**Given instruction**.
Extend the account of Bob Schroder's career in the Australian cement industry, picking up after its final sentence.

**Article**.
━━━━━━━━

In December 1929 Kandos Cement merged with the Geelong company, Australian Cement Ltd, to form Australian Portland Cement Pty Ltd. In 1931 Bob Schroder was sent to Geelong, initially on a ‘temporary’ basis to improve production, before being appointed chief chemist at the site. From 1942 to 1944 he served part time in the 6th Victorian Battalion, Volunteer Defence Corps, rising to lieutenant (November 1942). In 1943 he was delegated to provide technical assistance to the Adelaide Cement Co. Ltd after it developed serious quality difficulties. His success in resolving the issues so impressed the directors of Adelaide Cement—including (Sir) Edward Wheewall Holden and Sir Wallace Bruce—that he was offered the position of general manager. He took up the post in August 1944.
Three years later Bob Schroder was appointed to the board and became managing director of the company. His complete revitalisation of its Birkenhead works (including expenditure on new plant) had, by the end of 1948, turned around the company’s fortunes. Further investment in the 1950s (supported by the South Australian government) overcame the domestic cement shortage. He initiated improvements in plant, processes, and reliability at Birkenhead and at the Klein Point (Yorke Peninsula) limestone quarry. These changes reduced production costs to a level that Adelaide Cement’s major competitor, South Australian Portland Cement Co. Ltd (later Brighton Cement Holdings Ltd), could not match.

━━━━━━━━

**Source material**.
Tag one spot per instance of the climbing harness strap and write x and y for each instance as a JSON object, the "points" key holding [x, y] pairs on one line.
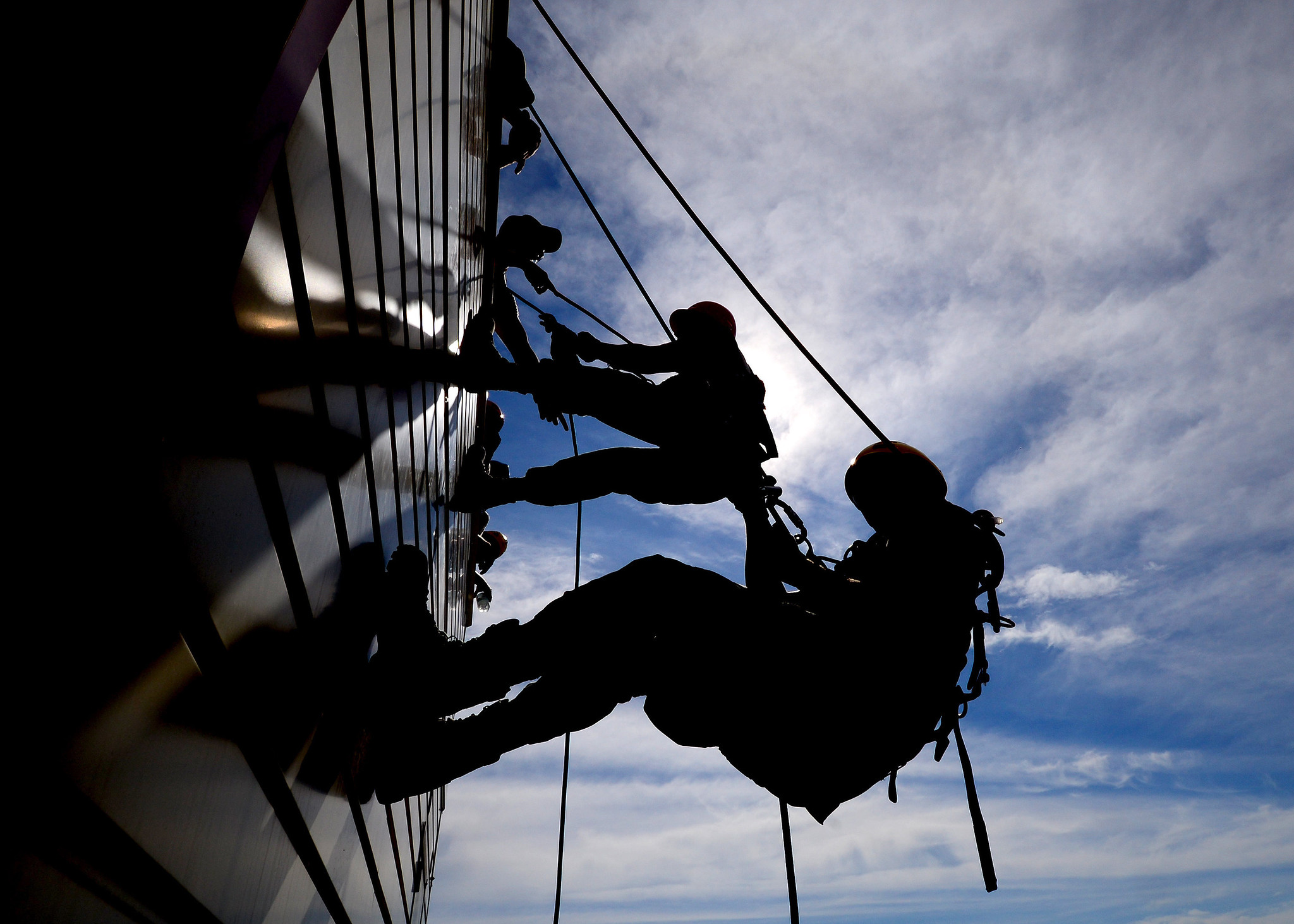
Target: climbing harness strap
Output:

━━━━━━━━

**Exercise output**.
Schroder retired on 31 December 1967. He continued to serve on the board and was elected chairman in October 1970. From this position he steered through the merger of Adelaide Cement and Brighton Cement to form Adelaide Brighton Cement Ltd. The merger was strongly contested by Australian and Kandos Cement Holdings Ltd which, after a failed on-market raid, was left with a stranded shareholding in a company soon to be delisted. Schroder strategically delayed buying out the shares until the merger was fully bedded down in 1973. Three years later he stood down from the board. He had also served as a director of several other South Australian companies; as a member of State government committees, including inquiries into railway derailments and into the transport link with Kangaroo Island; and as president of the Cement and Concrete Association of Australia (CCAA; 1953–54, 1960–61), and the South Australian Chamber of Manufactures (1963–65). In 1970 he was appointed CMG.
On 19 May 1928 Schroder had married Winsome ‘Winkie’ Dawson, at the Methodist Church, Kandos, New South Wales. Their second child and elder son, Ernest William, was born on 30 May 1933 at Geelong, Victoria. Bill was educated at Geelong Grammar School, the Collegiate School of St Peter, Adelaide, and the University of Adelaide (BE, 1955), and later obtained a diploma in accountancy at the South Australian Institute of Technology. On 1 November 1958, at St Peter’s College Chapel, he married Mary Patricia Genders, a kindergarten teacher. After university he had been appointed as assistant chemist at the Birkenhead works of Adelaide Cement. Within a few months he was promoted to chief chemist following the unexpected retirement of the incumbent. He became works manager in 1966 and general manager in 1968.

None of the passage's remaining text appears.